**WHAT IS REQUIRED**
From the column below, quote the passage starting with "By Neil Tidmarsh" and going on through "newspapers this week.".
— START OF SOURCE —
Issue 186: 2019 01 24: Mrtak Sangh

24 January 2019

Mrtak Sangh

Posthumous lives.

By Neil Tidmarsh

Right, that’s enough misery.  This column has considered nothing else for the last fortnight.  Not a very cheering start to the new year, even if January is the dreariest month.  So let’s have something heart-warming from the newspapers this week.

Sidney disappeared from his home in Brandon, Co Durham, in 2016.  As time went by, Sharon Fox, his nearest and dearest, gave him up for dead.  So imagine her joy this week – three years after his disappearance – when someone phoned her with the wonderful news that they’d found him, only twelve miles away, and traced her via his microchip (yes, Sidney is a cat).  Instant happy ending.  Ahhhhhh.

Bear with me, please, all those of you who think I’m lowering the tone of Shaw Sheet with this piece of tabloid trivia.  Because I want to ask a serious question; what if Sidney wasn’t a cat but a human being? What would happen if a human being was declared dead while they were still alive?

Unlikely?  Well, you may remember the case of Mr Chen of Guangzhou from a year or two ago.  He applied to the police for an official document stating that he had no criminal record, but the application was refused.  The police insisted that he was a criminal and – what’s more – that he was dead; he’d been executed in 2006, they said, having been sentenced to death in 2003 for crimes (including kidnapping) committed in 2001.  It seems that there are (or were) two Mr Chens of Guangzhou, both somehow with the same national identification number.
— END OF SOURCE —
— START OF SUPPLIED MATERIAL —
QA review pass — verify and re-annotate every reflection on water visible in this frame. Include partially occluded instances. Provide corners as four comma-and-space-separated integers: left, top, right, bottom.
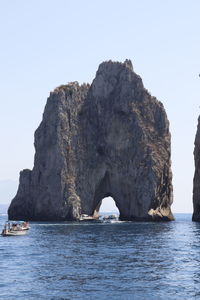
— END OF SUPPLIED MATERIAL —
**EXERCISE SOLUTION**
By Neil Tidmarsh

Right, that’s enough misery.  This column has considered nothing else for the last fortnight.  Not a very cheering start to the new year, even if January is the dreariest month.  So let’s have something heart-warming from the newspapers this week.